Das zeigt auch das Buch Influencer – Ideologie der Werbekörper von Ole Nymoen und Wolfgang M. Schmitt, das sich dem Leser – ganz im Sinne der darin analysierten Werbetechniken – in einer adäquaten Ästhetik präsentiert. Der Körper, der den Titel ziert, zeigt sich kopflos, nur den klassischen »Like-Zähler« auf dem Hals, denn, so wird es im Buch ausführlich entwickelt: Der moderne Werbekörper der auf Instagram und Youtube sich gerierenden Klickmillionäre ist in vielerlei Hinsicht abgeschnitten von seinem Kopf.

Diese Herleitung erfolgt dabei alles andere als witzlos, etwa wenn die Autoren nüchtern nacherzählen, wie eine Influencerin nach erlittenem Hitzschlag und einem daraufhin live im Netz dokumentierten Krankenhausaufenthalt ihre Follower mit den Worten beschwichtigt, es sei im Prinzip nichts passiert, sie sei nur auf den Kopf gefallen. Der männliche Körper hingegen, der vornehmlich unter Anleitung martialisch anmutender Coaches und Fitness-Influencer gestählt wird, obwohl es für die Arbeit im Shared-Office nicht den geringsten Mehrwert bietet, ein Kreuz wie ein Barbar zu haben, lässt den Kopf im Vergleich zum aufgepumpten Rest wie eine Erbse erscheinen.

Annotationsdaten zur Objektlokalisierung:
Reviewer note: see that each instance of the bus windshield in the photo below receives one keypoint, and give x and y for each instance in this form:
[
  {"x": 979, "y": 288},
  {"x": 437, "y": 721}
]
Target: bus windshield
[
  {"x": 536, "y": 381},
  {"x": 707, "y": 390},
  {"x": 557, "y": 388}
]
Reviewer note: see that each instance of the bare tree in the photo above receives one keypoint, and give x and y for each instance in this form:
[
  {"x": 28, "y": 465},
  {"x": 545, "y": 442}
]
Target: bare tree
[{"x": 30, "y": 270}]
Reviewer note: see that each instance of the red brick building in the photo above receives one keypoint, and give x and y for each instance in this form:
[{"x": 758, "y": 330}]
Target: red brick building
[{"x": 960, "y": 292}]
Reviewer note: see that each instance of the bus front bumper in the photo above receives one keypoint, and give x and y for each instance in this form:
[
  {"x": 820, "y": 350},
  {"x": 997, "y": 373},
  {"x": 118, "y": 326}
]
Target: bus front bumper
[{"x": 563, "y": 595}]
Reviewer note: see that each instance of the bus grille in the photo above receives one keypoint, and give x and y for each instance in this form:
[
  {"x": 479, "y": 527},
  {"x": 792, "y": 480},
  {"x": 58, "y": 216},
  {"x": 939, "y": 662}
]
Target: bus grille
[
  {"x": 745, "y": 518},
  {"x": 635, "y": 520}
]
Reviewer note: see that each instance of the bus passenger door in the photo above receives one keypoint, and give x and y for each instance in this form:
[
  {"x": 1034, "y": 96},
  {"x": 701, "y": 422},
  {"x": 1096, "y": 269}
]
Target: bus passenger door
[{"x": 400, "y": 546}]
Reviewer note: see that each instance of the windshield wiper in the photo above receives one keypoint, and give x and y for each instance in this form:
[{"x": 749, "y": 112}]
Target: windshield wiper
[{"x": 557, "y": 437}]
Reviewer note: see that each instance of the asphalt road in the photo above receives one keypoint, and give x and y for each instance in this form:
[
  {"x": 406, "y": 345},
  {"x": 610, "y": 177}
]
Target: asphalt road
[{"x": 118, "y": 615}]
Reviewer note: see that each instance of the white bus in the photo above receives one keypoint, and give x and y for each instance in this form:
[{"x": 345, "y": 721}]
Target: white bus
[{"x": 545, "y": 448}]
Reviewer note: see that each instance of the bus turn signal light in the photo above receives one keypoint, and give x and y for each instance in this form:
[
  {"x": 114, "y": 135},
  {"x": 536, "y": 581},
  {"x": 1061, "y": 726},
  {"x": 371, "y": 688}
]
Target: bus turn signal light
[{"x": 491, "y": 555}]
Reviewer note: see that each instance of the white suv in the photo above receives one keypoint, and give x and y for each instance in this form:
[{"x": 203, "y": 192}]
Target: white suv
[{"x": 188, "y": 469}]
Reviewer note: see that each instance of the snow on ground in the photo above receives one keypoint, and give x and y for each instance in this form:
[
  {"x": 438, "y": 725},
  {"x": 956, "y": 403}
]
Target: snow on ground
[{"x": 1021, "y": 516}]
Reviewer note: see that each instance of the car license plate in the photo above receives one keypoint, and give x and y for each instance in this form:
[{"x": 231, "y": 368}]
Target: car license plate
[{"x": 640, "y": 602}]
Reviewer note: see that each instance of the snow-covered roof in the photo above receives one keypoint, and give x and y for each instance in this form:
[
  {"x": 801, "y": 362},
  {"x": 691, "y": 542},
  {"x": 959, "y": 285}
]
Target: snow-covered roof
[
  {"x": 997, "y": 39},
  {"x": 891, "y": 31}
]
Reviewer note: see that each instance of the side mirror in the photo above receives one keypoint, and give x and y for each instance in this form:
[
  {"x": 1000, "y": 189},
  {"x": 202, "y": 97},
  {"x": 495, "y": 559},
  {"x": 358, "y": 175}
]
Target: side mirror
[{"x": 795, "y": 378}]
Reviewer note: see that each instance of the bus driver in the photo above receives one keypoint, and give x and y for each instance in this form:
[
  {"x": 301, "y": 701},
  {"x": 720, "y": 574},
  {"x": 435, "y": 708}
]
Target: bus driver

Aufgabe A
Nenne alle Substantive im Textauszug, die einen Körperteil bezeichnen.
Aufgabe B
Was trägt der kopflose Körper auf dem Buchtitel laut dem Textauszug auf dem Hals?
Aufgabe C
Entscheide für jede Aussage, ob sie mit dem Textauszug übereinstimmt, und belege deine Entscheidung mit den entscheidenden Worten des Textauszugs:
(i) Das Buch stammt von Ole Nymoen und Wolfgang M. Schmitt.
(ii) Die Herleitung im Buch erfolgt witzlos.
(iii) Die Influencerin dokumentierte ihren Krankenhausaufenthalt live im Netz.

Lösung A
Hals, Kopf, Kreuz

Lösung B
Den klassischen »Like-Zähler«.

Lösung C
(i) Ja – „von Ole Nymoen und Wolfgang M. Schmitt“
(ii) Nein – „alles andere als witzlos“
(iii) Ja – „einem daraufhin live im Netz dokumentierten Krankenhausaufenthalt“